● What you need to do:
Format the lines from the one containing "Annotation guideline: every instance of the wet" through the end of the records, both ends included, as a numbered list, omitting any blank lines.
BEGIN
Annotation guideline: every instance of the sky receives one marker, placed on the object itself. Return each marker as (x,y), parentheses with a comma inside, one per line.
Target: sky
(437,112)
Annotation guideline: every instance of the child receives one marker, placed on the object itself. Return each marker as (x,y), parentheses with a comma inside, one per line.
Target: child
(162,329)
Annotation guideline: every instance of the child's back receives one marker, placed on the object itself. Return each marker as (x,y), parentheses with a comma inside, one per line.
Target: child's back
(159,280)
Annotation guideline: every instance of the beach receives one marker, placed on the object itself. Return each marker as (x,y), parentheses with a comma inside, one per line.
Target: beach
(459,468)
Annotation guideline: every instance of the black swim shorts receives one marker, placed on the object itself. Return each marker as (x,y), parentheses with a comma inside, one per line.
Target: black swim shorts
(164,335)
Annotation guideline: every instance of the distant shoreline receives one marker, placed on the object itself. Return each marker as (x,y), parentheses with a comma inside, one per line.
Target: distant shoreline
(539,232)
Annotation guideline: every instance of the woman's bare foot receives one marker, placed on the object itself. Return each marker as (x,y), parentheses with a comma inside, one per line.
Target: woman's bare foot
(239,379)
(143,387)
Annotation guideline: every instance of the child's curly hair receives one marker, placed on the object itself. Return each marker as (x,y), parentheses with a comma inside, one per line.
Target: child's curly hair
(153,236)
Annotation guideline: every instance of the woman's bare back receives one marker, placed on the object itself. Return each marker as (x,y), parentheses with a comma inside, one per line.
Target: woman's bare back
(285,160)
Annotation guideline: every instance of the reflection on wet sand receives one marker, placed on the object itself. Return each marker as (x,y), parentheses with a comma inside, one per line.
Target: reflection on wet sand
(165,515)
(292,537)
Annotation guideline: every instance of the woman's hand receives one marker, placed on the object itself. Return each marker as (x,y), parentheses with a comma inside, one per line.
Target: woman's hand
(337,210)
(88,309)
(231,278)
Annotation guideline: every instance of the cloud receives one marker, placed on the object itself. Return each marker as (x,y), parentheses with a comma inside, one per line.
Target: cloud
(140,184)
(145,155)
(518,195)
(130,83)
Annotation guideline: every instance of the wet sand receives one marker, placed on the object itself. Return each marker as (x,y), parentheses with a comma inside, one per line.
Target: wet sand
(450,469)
END
● Correct response:
1. Annotation guideline: every instance of the wet sand receives one marker, placed on the object itself. Return each marker as (x,y), parentheses with a comma inside, one per line.
2. Target: wet sand
3. (450,469)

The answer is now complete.